=== TASK INPUT ===

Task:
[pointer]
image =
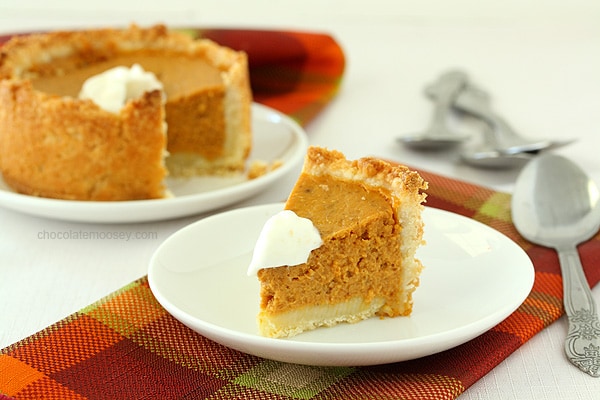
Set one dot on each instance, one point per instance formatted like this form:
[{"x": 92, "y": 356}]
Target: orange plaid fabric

===
=== TASK INPUT ===

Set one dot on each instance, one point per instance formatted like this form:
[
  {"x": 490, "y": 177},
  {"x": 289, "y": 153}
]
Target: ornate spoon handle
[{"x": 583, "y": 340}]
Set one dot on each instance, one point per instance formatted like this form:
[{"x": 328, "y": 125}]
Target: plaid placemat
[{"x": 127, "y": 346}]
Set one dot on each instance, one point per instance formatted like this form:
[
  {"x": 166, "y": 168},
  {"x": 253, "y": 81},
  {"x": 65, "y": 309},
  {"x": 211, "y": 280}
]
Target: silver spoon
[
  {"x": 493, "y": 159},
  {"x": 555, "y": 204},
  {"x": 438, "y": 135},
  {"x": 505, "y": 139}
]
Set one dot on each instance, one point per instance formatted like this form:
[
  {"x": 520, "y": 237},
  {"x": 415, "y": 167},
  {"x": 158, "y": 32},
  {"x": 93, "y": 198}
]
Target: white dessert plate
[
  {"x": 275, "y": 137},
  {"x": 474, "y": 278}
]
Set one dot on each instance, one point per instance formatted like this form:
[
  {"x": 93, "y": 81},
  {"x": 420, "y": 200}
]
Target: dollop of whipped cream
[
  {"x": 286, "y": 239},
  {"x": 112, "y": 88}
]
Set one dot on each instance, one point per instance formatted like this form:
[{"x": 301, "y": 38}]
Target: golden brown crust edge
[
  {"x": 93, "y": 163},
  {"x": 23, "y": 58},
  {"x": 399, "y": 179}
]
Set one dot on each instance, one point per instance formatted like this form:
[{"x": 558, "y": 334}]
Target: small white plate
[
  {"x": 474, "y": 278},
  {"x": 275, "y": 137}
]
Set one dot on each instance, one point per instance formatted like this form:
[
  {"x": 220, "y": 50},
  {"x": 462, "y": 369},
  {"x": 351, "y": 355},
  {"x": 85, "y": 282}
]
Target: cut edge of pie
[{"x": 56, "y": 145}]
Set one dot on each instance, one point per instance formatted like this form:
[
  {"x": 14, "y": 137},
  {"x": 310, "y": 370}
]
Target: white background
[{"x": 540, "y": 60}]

===
=== TASK INPUT ===

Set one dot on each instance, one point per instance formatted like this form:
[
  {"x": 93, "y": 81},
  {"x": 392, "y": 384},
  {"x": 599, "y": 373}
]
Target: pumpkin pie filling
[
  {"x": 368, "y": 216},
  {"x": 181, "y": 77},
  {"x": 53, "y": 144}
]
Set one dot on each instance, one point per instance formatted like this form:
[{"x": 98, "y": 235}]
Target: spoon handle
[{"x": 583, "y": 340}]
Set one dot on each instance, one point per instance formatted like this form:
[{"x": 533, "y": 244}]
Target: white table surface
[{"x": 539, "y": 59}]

===

- WHAT THE TASK REQUIRES -
Pull out every line in the rows above that contains the string "edge". Treat uppercase and lowercase letters as different.

- TASK RESULT -
Target: golden brown crust edge
Target: cut edge of pie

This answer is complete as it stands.